Set exercise:
Present every line of the entries below as a numbered list, skipping blank lines and leaving out the pictures.

Data provided:
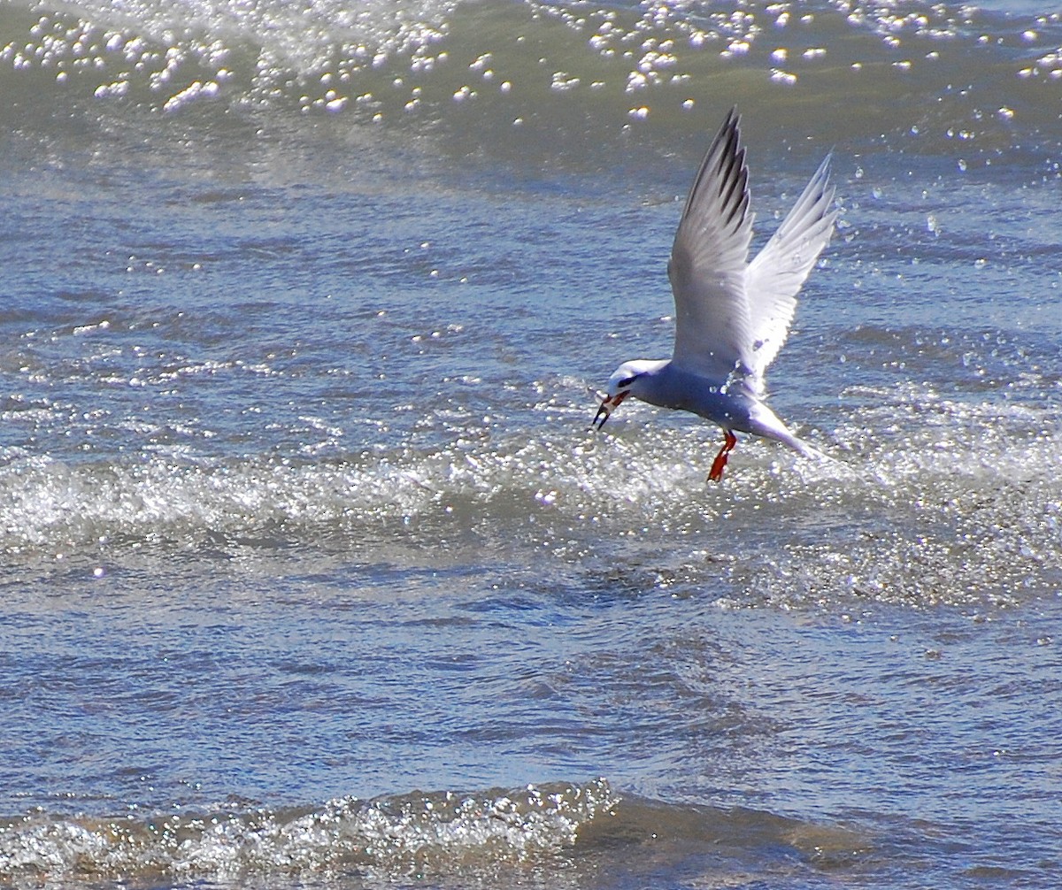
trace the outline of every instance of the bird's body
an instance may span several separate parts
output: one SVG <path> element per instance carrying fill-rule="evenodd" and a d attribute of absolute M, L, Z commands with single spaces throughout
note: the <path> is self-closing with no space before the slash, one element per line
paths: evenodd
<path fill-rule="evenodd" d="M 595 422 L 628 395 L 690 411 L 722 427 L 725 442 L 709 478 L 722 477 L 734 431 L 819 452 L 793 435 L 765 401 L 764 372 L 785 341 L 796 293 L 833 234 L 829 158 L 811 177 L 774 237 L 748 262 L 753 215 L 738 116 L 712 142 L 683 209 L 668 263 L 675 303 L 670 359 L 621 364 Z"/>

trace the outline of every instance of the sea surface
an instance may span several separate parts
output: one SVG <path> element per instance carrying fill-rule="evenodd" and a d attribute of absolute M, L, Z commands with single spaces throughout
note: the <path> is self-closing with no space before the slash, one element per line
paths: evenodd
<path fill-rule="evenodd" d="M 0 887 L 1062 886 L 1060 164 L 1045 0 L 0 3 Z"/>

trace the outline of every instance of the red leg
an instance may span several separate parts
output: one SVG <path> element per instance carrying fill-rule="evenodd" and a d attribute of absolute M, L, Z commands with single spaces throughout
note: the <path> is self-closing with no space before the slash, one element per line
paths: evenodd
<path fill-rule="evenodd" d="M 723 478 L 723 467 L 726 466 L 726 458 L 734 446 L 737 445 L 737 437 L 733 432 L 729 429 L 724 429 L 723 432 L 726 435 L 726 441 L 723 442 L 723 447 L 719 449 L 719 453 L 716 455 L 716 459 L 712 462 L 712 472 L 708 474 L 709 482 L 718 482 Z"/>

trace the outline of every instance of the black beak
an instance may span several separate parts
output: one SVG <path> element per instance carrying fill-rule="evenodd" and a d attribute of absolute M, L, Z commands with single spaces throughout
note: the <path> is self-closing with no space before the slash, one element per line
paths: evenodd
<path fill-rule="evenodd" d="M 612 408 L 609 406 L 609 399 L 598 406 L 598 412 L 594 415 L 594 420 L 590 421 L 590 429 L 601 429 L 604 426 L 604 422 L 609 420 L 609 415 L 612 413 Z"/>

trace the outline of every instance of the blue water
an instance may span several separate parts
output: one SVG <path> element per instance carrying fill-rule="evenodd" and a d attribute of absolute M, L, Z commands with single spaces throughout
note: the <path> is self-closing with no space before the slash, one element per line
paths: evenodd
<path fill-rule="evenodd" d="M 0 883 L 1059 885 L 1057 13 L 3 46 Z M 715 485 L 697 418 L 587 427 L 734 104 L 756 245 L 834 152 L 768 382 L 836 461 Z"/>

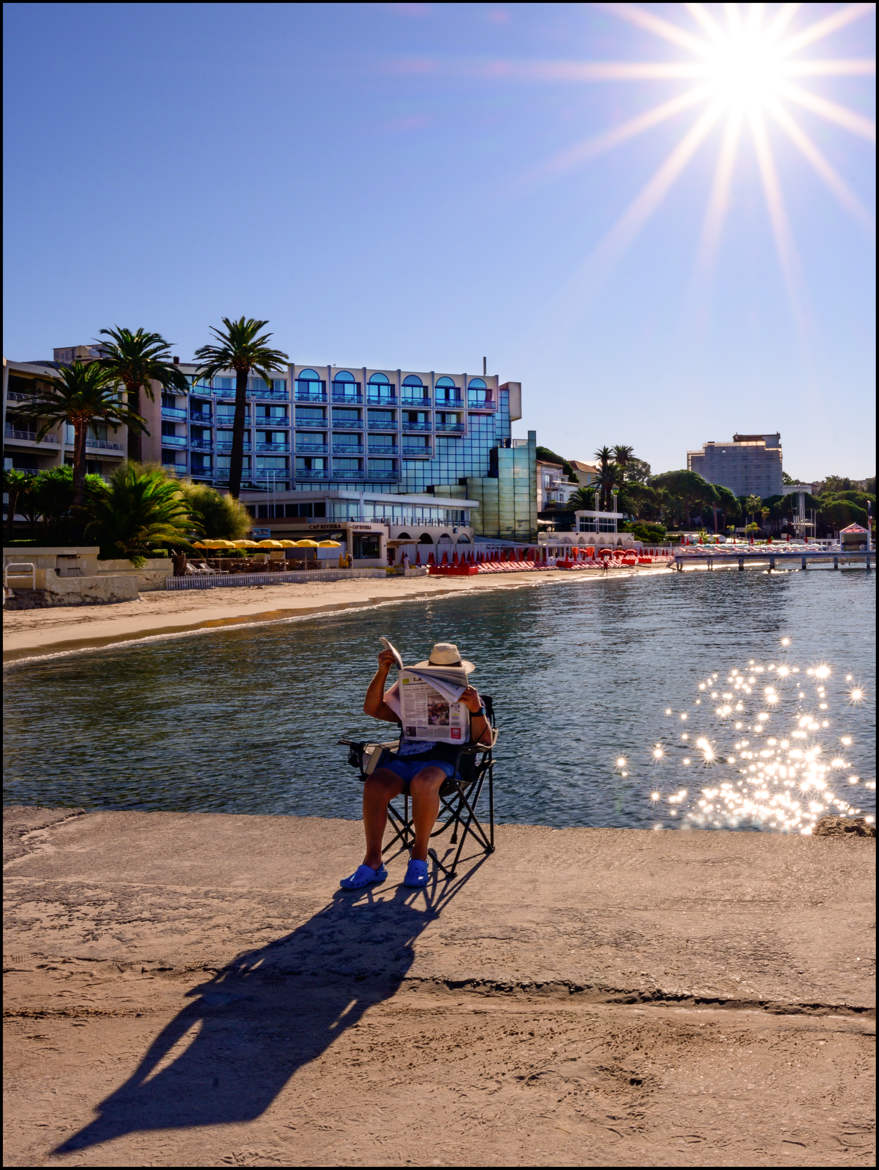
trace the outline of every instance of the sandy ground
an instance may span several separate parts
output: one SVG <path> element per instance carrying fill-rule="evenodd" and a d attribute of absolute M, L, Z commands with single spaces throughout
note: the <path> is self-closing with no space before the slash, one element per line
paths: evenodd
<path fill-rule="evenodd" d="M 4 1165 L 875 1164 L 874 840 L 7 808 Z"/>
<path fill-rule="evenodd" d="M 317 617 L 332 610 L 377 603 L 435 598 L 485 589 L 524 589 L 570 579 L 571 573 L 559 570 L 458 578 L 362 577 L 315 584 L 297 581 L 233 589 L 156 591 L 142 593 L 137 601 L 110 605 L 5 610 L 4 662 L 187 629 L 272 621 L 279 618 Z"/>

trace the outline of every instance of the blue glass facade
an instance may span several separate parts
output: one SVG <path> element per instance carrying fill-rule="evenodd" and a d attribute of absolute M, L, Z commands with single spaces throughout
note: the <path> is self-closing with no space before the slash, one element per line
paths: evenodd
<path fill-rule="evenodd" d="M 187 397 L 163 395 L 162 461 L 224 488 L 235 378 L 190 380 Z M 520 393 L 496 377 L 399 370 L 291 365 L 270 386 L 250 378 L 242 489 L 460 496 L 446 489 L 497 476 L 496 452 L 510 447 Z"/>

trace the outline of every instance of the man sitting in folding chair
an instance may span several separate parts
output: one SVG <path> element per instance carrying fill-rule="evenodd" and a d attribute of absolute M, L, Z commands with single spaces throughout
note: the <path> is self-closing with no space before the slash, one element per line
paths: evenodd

Solution for this task:
1. trace the outline of every instance of the bird's body
2. an instance may span several separate parts
3. output: one SVG <path> element per instance carrying fill-rule="evenodd" and a d attribute of absolute M, L, Z commands with single spaces throughout
4. note: the <path> is self-closing with no space before the slash, one element per line
5. paths: evenodd
6. <path fill-rule="evenodd" d="M 595 422 L 628 395 L 690 411 L 722 427 L 725 442 L 709 478 L 722 477 L 734 431 L 819 452 L 793 435 L 765 401 L 764 372 L 785 341 L 796 293 L 833 234 L 829 158 L 811 177 L 774 237 L 748 262 L 753 215 L 738 116 L 712 142 L 683 209 L 668 263 L 675 303 L 670 359 L 621 364 Z"/>
7. trace the outline of every instance of the sea surface
8. an instance may span several separate parts
9. output: one SVG <path> element per instance carrying fill-rule="evenodd" and a d attribute of absolute M, L, Z commands with single spaces throughout
10. note: the <path> is self-closing with no space before the slash, one element per line
11. paths: evenodd
12. <path fill-rule="evenodd" d="M 0 887 L 1062 886 L 1060 164 L 1045 0 L 0 3 Z"/>
13. trace the outline of every instance of the red leg
14. an instance may span several separate parts
15. output: one SVG <path> element per instance carrying fill-rule="evenodd" and a d attribute of absolute M, L, Z commands with single spaces throughout
16. note: the <path> is self-closing with no space before the slash, one element per line
17. paths: evenodd
18. <path fill-rule="evenodd" d="M 723 478 L 723 467 L 726 466 L 726 458 L 734 446 L 737 445 L 737 437 L 733 432 L 729 429 L 724 429 L 723 432 L 726 435 L 726 441 L 723 442 L 723 447 L 719 449 L 719 453 L 716 455 L 716 459 L 712 462 L 712 472 L 708 474 L 709 482 L 718 482 Z"/>
19. trace the outline of every instance of the black beak
20. an instance may span several separate parts
21. output: one SVG <path> element per instance carrying fill-rule="evenodd" and a d attribute of absolute M, L, Z commands with single spaces throughout
22. note: the <path> is self-closing with no space before the slash, one element per line
23. paths: evenodd
24. <path fill-rule="evenodd" d="M 612 408 L 609 406 L 609 399 L 598 406 L 598 412 L 594 415 L 594 420 L 590 421 L 590 429 L 601 429 L 604 426 L 604 422 L 609 420 L 609 415 L 612 413 Z"/>
25. trace the outline of every instance of the blue water
26. an instance may span several separate parts
27. output: one SVG <path> element per instance carrying fill-rule="evenodd" and a d attribute of absolute M, L, Z commands with single spaces throughout
28. note: the <path> is self-closing with no space before the slash, one element per line
29. paths: evenodd
30. <path fill-rule="evenodd" d="M 0 883 L 1059 885 L 1057 13 L 3 46 Z M 715 485 L 697 418 L 587 427 L 734 104 L 756 245 L 834 152 L 768 382 L 836 461 Z"/>
31. trace the outline of every instance of the sandy ground
32. an instance may span several separate parts
33. output: one SVG <path> element per instance carrying fill-rule="evenodd" and a d attribute of absolute M, L, Z commands with single spaces throughout
34. note: the <path> is self-closing with no space before the slash, one element per line
35. paths: evenodd
36. <path fill-rule="evenodd" d="M 4 1165 L 875 1164 L 874 840 L 7 808 Z"/>
37. <path fill-rule="evenodd" d="M 317 617 L 332 610 L 377 603 L 435 598 L 485 589 L 524 589 L 570 579 L 571 573 L 559 570 L 458 578 L 362 577 L 315 584 L 297 581 L 233 589 L 156 591 L 142 593 L 137 601 L 110 605 L 5 610 L 4 662 L 187 629 L 272 621 L 279 618 Z"/>
38. trace the outline of every instance of the blue glass facade
39. an instance may span several separate parts
40. output: one SVG <path> element per instance carrying fill-rule="evenodd" and a d attribute of absolute M, L, Z commands with single spaces throughout
41. note: the <path> is self-closing with no space before the slash, one element per line
42. paths: evenodd
43. <path fill-rule="evenodd" d="M 187 397 L 163 395 L 162 461 L 224 488 L 235 378 L 190 380 Z M 520 393 L 496 377 L 399 370 L 291 365 L 270 386 L 250 378 L 242 489 L 460 496 L 446 489 L 497 476 L 496 452 L 510 447 Z"/>
44. trace the outline of every instance of the man sitting in folding chair
45. an instance may span several separate parts
46. output: one SVG <path> element per instance carrying fill-rule="evenodd" and a d attribute of absolute M, L, Z commands with single spaces throughout
47. note: the <path> is self-closing with no space before the slash, one element per line
48. paths: evenodd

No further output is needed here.